--- Start of Material provided ---
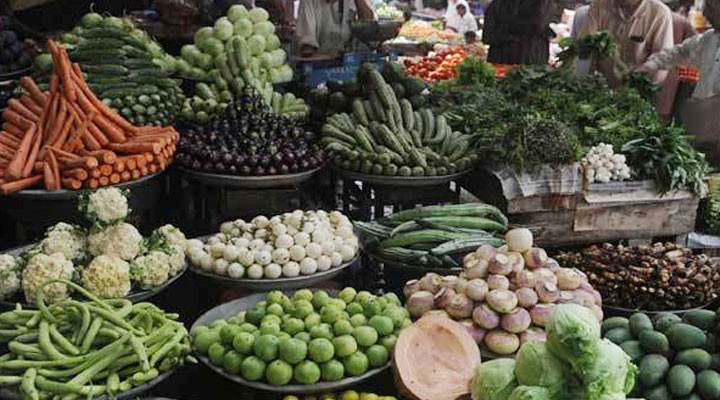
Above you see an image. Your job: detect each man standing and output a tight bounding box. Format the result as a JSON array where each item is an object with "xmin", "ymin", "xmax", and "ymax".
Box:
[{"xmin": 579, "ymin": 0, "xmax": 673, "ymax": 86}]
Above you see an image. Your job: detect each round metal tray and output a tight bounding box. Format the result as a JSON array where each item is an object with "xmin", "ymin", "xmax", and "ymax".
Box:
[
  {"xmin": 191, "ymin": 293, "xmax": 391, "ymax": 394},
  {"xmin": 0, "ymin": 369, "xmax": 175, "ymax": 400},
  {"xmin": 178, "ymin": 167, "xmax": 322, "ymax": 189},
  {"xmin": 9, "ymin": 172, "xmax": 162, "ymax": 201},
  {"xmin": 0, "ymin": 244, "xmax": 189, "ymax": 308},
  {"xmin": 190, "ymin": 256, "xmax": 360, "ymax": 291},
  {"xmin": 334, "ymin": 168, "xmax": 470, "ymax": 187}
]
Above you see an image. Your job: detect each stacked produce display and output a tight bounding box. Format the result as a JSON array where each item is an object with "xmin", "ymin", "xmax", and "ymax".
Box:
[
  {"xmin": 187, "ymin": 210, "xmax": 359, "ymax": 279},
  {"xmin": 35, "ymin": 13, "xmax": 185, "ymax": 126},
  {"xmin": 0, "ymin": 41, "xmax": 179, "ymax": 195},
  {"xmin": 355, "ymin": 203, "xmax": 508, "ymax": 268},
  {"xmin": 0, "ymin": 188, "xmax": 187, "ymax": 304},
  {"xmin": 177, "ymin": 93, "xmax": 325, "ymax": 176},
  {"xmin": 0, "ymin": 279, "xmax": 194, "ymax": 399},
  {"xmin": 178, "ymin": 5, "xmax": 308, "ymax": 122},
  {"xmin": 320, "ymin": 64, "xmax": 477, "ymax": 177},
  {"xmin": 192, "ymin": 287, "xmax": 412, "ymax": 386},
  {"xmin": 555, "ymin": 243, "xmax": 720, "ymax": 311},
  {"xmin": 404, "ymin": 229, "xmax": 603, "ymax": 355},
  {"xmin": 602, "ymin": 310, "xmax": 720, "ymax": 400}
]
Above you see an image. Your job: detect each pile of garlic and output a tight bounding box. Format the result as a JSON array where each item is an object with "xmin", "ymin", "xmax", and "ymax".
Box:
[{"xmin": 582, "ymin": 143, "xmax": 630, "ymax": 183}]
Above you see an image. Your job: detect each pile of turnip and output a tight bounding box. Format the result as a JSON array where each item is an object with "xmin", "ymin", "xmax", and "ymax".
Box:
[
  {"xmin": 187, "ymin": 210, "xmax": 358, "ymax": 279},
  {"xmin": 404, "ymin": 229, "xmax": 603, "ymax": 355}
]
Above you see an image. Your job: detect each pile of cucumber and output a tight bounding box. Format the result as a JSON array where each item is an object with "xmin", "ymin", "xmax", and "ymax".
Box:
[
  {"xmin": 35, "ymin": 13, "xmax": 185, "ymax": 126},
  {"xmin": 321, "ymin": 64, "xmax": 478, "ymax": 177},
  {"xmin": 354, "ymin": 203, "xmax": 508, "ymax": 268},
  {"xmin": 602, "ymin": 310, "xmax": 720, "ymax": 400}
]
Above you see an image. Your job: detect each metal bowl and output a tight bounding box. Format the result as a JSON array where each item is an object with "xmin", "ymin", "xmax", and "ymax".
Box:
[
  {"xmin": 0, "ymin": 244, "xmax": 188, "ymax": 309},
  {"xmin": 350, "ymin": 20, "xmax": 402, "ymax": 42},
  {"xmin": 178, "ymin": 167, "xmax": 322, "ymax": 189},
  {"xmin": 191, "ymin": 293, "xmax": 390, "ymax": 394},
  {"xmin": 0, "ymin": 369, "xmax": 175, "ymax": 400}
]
--- End of Material provided ---
--- Start of Material provided ---
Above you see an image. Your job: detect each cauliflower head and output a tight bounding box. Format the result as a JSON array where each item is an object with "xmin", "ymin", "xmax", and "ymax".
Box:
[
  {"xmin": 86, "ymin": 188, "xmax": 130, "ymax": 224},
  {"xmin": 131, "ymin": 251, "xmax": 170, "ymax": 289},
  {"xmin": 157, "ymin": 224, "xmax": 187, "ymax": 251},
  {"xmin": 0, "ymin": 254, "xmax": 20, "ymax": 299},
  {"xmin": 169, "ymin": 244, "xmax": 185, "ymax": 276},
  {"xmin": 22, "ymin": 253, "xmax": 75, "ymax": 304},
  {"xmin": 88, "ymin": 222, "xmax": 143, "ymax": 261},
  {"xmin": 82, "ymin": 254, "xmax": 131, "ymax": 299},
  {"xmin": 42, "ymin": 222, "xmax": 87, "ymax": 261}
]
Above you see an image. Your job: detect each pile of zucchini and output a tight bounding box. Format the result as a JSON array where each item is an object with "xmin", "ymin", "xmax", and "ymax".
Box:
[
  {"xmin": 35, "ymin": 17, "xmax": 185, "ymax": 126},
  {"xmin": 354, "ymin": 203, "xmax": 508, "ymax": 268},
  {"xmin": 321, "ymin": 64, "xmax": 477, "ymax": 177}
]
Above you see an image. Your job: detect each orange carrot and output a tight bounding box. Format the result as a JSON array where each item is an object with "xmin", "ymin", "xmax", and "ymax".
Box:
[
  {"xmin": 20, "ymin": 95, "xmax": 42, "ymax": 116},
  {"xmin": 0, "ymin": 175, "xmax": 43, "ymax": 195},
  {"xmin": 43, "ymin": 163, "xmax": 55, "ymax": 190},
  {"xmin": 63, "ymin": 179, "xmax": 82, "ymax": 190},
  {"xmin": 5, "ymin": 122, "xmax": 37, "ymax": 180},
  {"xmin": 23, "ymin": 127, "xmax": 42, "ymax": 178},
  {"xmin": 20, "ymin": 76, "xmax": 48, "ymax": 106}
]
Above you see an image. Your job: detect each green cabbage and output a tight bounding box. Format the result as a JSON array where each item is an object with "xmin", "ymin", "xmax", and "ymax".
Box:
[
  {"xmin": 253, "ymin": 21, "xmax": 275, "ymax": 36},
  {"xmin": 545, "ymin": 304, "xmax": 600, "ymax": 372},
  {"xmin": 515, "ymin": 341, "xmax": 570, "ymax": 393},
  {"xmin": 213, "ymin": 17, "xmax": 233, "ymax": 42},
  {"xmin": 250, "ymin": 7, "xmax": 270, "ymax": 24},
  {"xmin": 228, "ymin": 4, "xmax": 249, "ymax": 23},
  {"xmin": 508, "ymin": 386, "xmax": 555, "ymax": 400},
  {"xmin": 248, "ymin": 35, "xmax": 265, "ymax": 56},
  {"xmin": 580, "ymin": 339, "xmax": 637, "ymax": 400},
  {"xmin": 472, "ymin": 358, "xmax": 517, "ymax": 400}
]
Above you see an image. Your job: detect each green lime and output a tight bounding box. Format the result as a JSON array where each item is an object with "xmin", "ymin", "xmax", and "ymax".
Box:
--- End of Material provided ---
--- Start of Material provided ---
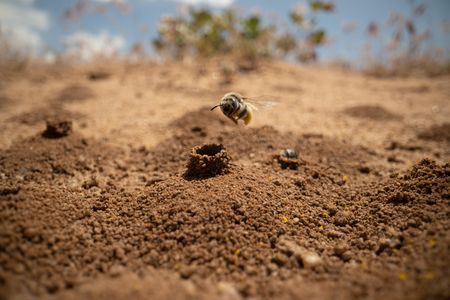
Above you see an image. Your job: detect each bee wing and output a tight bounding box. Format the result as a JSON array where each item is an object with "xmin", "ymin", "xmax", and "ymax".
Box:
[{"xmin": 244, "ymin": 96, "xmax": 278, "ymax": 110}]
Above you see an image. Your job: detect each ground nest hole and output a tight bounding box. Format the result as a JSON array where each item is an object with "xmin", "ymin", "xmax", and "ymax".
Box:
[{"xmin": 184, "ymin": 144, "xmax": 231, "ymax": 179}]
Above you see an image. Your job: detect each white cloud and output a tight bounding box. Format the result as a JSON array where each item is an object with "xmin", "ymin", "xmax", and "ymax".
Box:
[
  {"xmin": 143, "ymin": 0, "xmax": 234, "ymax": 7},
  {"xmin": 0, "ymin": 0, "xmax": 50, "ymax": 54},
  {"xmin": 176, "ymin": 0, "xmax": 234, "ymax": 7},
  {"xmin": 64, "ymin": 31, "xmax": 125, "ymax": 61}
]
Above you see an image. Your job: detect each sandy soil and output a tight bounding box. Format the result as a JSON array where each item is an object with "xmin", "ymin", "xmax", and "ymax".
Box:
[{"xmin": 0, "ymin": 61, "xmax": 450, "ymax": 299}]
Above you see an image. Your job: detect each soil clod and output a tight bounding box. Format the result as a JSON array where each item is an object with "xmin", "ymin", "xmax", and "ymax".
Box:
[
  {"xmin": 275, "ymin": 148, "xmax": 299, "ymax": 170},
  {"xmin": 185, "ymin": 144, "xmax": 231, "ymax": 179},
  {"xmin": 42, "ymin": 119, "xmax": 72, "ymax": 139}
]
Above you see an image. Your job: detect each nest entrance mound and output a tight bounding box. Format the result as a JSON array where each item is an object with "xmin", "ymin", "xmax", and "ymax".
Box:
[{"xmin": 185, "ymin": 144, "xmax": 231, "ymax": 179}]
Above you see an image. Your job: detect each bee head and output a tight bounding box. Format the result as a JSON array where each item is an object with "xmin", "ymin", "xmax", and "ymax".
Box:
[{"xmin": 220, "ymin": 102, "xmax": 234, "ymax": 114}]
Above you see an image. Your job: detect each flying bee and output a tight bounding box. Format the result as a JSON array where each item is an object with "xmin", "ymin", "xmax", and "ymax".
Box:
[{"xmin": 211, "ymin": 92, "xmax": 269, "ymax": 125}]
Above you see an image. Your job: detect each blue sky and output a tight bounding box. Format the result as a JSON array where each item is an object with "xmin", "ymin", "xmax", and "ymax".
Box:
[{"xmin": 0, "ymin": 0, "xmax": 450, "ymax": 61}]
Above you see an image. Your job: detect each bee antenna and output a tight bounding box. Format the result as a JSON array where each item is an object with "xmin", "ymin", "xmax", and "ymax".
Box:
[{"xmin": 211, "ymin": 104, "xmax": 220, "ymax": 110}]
--- End of Material provided ---
▶ [Given instruction]: List every line of the records above that contains the word "green", treating uppercase and lowercase as different.

▶ [Output of the task]:
Above you see an image. Your job: detect each green cabbage and output a tight bounding box. Format the result as a JSON array where each item is an object with "xmin", "ymin", "xmax", and "ymax".
Above you see an image. Your job: detect each green lime and output a tight bounding box. Format the result as a JSON array where each item is an object with "xmin", "ymin", "xmax", and "ymax".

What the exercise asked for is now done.